Set exercise 1:
Show each line of the records that contains the string "ground", treating uppercase and lowercase as different.

US Customs & Border Protection (CBP) is reporting a massive increase in seizures of cartel drugs, guns, and money in South Texas. During the 2025 Fiscal Year (which ended on September 30), its agents racked up a 62% increase in seizures along the Rio Grande from Brownsville to Del Rio - and their battle against the cartels shows no sign of slowing down.

This week, the agency announced its officers at the Hidalgo, Texas, Port of Entry discovered 346 pounds of cocaine hidden in a huge semi-truck shipment of fresh broccoli arriving from Mexico.
And, on December 12, 2025, CBP Officers at that same International Bridge discovered 1,156.32 pounds of meth hidden within a semi-truck load of oat flakes! That seizure alone represented a $10.3 million loss for one of the Mexican Cartels, based on the street price of the drug.

Those South Texas CBP Officers aren’t just going after cartel drugs. During the 2025 Fiscal Year, they also stopped 514 weapons and 54,896 rounds of ammunition from being smuggled from Texas into Mexico to arm the cartels.

If all that firepower meant for the cartels has you thinking this area of South Texas might be a dangerous place to be a law enforcement officer, you would be right.

This is the same area of Texas where a Border Patrol Agent shot and killed a cartel smuggler last week, who attacked him after federal agents interrupted an attempt to bring drugs into the US along the Rio Grande.

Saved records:
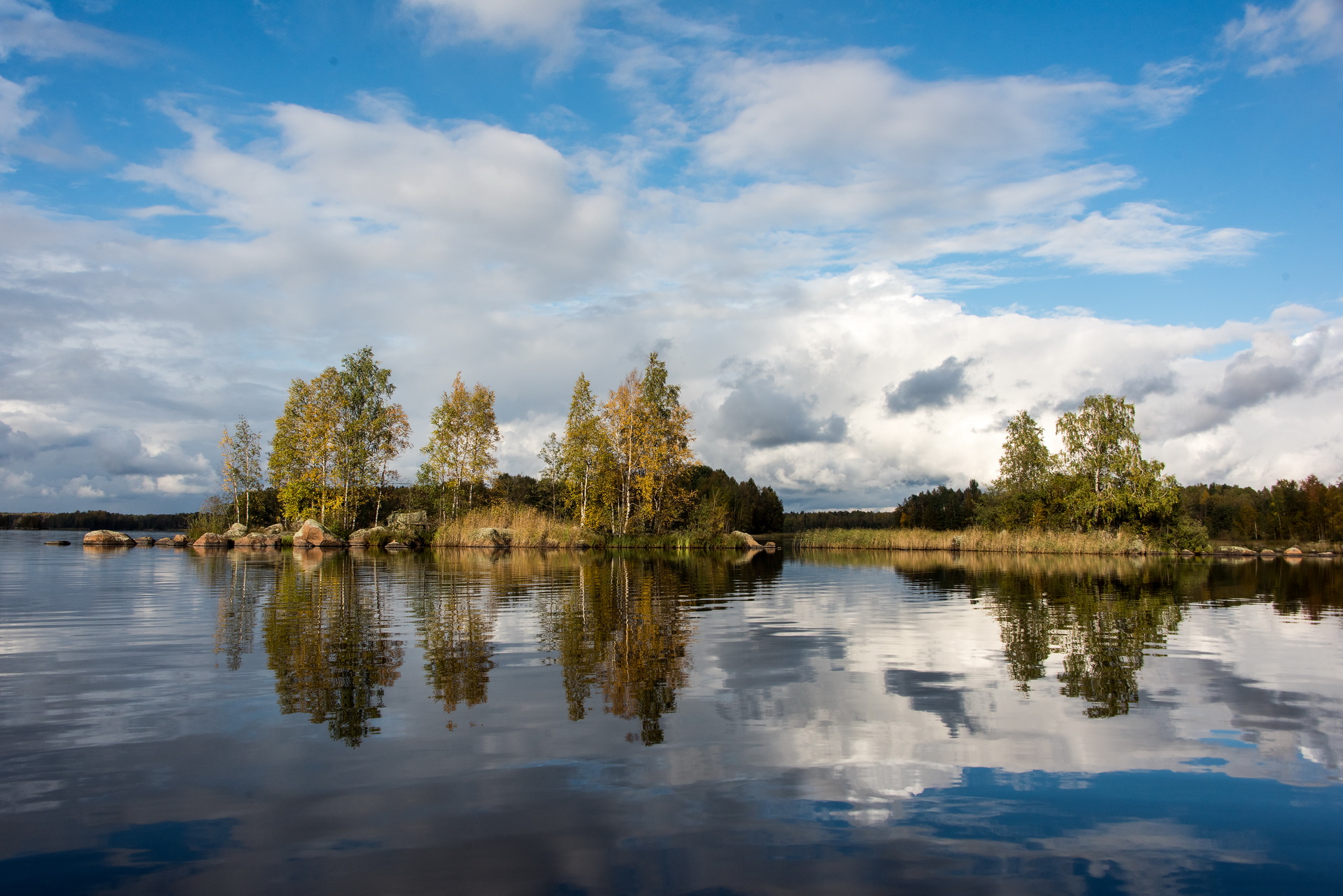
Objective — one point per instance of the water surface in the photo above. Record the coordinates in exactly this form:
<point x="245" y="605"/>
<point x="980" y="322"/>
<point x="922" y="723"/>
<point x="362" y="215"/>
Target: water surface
<point x="465" y="722"/>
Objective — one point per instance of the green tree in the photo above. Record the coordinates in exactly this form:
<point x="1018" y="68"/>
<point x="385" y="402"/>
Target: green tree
<point x="1111" y="484"/>
<point x="1020" y="496"/>
<point x="242" y="471"/>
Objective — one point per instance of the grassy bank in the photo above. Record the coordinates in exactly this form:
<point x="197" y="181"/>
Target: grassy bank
<point x="1023" y="541"/>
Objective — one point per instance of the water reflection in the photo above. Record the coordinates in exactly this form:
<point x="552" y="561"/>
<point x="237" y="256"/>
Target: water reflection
<point x="620" y="626"/>
<point x="325" y="633"/>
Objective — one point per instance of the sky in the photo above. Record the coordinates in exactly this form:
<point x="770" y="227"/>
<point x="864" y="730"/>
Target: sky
<point x="862" y="236"/>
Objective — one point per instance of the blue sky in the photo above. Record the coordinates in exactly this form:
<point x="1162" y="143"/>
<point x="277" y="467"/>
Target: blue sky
<point x="804" y="206"/>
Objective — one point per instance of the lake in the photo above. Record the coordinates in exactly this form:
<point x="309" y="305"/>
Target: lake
<point x="474" y="722"/>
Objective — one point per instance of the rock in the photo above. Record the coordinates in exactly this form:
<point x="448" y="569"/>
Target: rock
<point x="490" y="536"/>
<point x="315" y="535"/>
<point x="213" y="541"/>
<point x="410" y="519"/>
<point x="109" y="539"/>
<point x="363" y="538"/>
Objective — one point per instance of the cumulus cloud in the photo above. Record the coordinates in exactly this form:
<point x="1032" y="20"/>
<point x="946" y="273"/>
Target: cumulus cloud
<point x="934" y="387"/>
<point x="760" y="414"/>
<point x="1287" y="38"/>
<point x="1142" y="238"/>
<point x="469" y="246"/>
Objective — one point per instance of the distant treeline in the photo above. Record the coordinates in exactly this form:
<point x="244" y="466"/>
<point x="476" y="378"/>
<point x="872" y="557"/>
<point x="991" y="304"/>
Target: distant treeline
<point x="719" y="504"/>
<point x="1303" y="511"/>
<point x="96" y="520"/>
<point x="1288" y="511"/>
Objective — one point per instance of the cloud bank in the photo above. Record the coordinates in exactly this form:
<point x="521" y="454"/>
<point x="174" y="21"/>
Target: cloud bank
<point x="782" y="268"/>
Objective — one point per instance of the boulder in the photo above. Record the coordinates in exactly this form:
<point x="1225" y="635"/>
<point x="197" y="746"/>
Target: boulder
<point x="407" y="520"/>
<point x="109" y="539"/>
<point x="315" y="535"/>
<point x="374" y="535"/>
<point x="490" y="536"/>
<point x="213" y="541"/>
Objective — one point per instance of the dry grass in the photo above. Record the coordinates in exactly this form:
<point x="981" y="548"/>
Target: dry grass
<point x="967" y="541"/>
<point x="530" y="527"/>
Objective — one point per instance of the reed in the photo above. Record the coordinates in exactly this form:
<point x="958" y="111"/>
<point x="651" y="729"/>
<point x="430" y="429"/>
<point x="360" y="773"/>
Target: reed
<point x="1021" y="541"/>
<point x="530" y="528"/>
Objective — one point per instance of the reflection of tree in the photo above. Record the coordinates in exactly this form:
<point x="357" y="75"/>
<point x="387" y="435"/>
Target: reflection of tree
<point x="622" y="626"/>
<point x="1102" y="614"/>
<point x="239" y="594"/>
<point x="328" y="645"/>
<point x="455" y="623"/>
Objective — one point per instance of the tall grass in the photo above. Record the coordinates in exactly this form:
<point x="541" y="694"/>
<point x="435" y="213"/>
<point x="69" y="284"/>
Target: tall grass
<point x="532" y="528"/>
<point x="1023" y="541"/>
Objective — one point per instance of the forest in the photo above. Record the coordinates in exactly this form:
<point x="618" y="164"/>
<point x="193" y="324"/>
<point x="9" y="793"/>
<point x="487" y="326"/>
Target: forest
<point x="622" y="467"/>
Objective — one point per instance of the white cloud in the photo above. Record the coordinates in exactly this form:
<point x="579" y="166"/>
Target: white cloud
<point x="15" y="115"/>
<point x="470" y="246"/>
<point x="1287" y="38"/>
<point x="547" y="23"/>
<point x="1141" y="238"/>
<point x="33" y="29"/>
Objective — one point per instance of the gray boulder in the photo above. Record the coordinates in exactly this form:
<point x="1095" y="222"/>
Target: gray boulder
<point x="213" y="541"/>
<point x="109" y="539"/>
<point x="315" y="535"/>
<point x="374" y="535"/>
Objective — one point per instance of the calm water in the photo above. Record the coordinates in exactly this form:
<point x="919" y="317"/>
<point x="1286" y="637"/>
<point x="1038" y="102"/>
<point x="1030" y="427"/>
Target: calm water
<point x="464" y="722"/>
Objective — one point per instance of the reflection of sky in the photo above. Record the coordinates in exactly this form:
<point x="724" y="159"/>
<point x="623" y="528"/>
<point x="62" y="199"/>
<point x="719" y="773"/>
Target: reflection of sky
<point x="842" y="731"/>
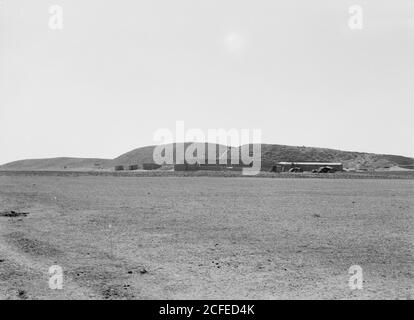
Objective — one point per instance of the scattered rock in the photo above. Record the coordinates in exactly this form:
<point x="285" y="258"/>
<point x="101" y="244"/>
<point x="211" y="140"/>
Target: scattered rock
<point x="12" y="214"/>
<point x="22" y="294"/>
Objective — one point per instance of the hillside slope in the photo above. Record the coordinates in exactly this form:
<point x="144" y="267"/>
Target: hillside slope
<point x="57" y="164"/>
<point x="271" y="154"/>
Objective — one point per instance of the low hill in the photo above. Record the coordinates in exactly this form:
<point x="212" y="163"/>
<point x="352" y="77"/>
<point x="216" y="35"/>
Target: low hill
<point x="271" y="154"/>
<point x="145" y="154"/>
<point x="57" y="164"/>
<point x="359" y="160"/>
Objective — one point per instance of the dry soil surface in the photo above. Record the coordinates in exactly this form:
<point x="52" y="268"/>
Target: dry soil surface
<point x="206" y="237"/>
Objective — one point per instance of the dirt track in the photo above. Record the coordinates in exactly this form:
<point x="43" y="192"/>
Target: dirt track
<point x="200" y="237"/>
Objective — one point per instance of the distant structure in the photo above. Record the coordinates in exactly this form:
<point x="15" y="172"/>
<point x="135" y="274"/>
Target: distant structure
<point x="150" y="166"/>
<point x="306" y="166"/>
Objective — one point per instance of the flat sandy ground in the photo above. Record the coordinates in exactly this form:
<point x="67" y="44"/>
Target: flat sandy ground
<point x="206" y="237"/>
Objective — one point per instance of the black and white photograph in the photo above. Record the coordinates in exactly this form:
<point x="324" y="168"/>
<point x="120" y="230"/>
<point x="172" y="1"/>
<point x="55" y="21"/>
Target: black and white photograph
<point x="206" y="150"/>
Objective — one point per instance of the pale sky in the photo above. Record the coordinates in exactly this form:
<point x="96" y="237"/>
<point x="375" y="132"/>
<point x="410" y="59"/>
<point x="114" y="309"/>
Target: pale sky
<point x="120" y="70"/>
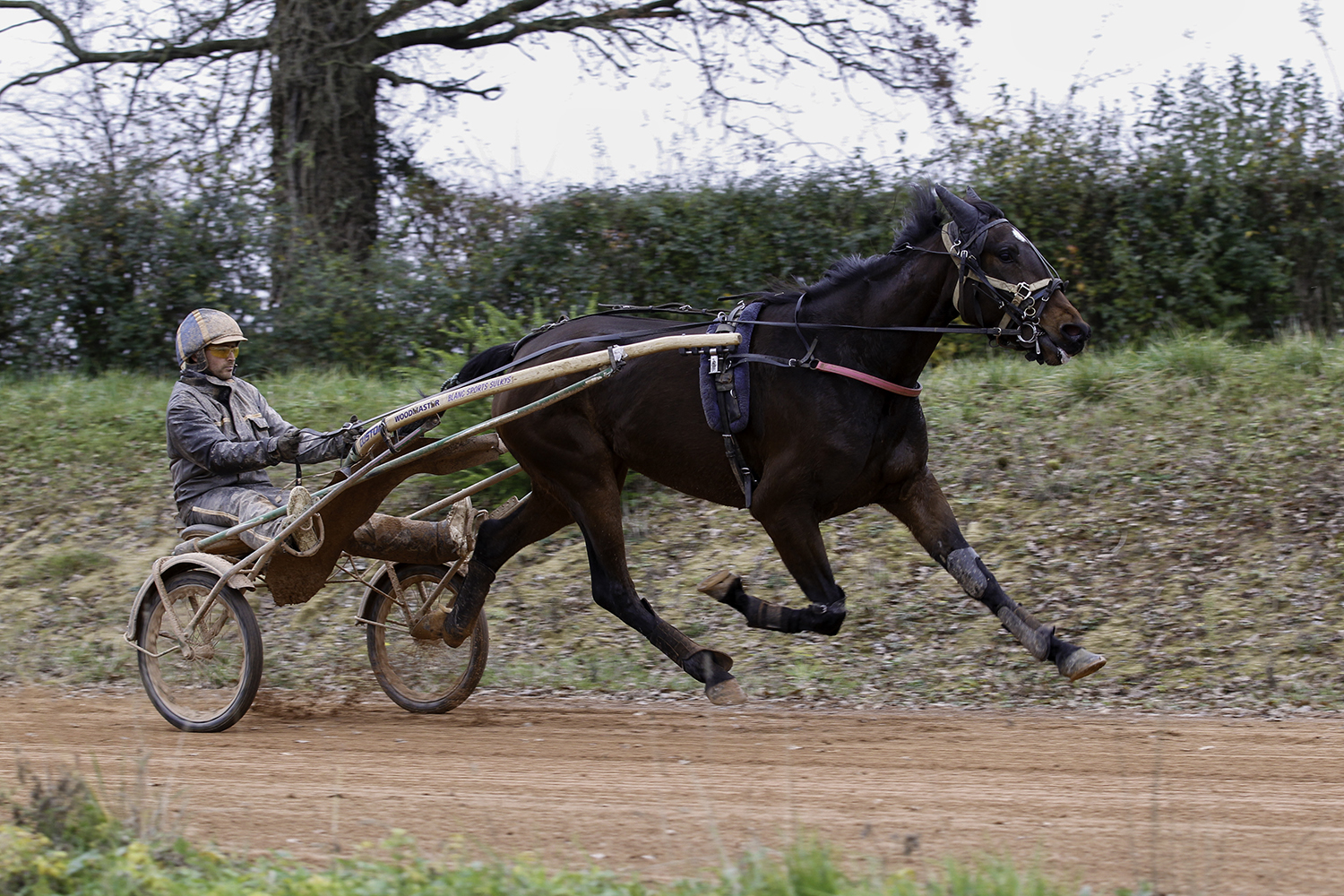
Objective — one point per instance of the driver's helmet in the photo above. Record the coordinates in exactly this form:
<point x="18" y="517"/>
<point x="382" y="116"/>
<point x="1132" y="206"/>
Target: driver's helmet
<point x="204" y="327"/>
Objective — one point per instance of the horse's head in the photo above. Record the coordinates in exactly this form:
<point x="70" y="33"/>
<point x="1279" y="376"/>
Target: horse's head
<point x="1004" y="281"/>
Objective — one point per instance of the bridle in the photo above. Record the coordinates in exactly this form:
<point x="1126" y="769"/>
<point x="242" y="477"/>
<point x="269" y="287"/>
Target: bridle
<point x="1021" y="304"/>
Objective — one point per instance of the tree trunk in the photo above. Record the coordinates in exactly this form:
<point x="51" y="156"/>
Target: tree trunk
<point x="324" y="126"/>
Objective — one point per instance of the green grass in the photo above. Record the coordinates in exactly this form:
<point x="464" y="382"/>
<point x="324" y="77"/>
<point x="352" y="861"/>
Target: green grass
<point x="65" y="841"/>
<point x="1177" y="508"/>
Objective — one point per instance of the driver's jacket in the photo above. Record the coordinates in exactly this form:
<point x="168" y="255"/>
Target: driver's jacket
<point x="222" y="433"/>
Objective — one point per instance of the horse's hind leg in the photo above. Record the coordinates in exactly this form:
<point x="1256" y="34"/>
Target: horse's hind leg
<point x="921" y="505"/>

Set exercise 2:
Based on the text about South Texas border seizures, answer yes or no to each statement and quote the exact words from the text that decide it. (a) The cocaine found at the Hidalgo Port of Entry was hidden in a shipment of oat flakes. (b) In the 2025 Fiscal Year, officers stopped 514 weapons from being smuggled from Texas into Mexico. (c) The 2025 Fiscal Year ended on September 30.

Solution 1:
Objective — one point per instance of the flat sandy ground in the photo above. Record the coordinates in exactly this form:
Target: flat sandy ground

Solution 2:
(a) No: "346 pounds of cocaine hidden in a huge semi-truck shipment of fresh broccoli arriving from Mexico"
(b) Yes: "they also stopped 514 weapons and 54,896 rounds of ammunition from being smuggled from Texas into Mexico"
(c) Yes: "During the 2025 Fiscal Year (which ended on September 30)"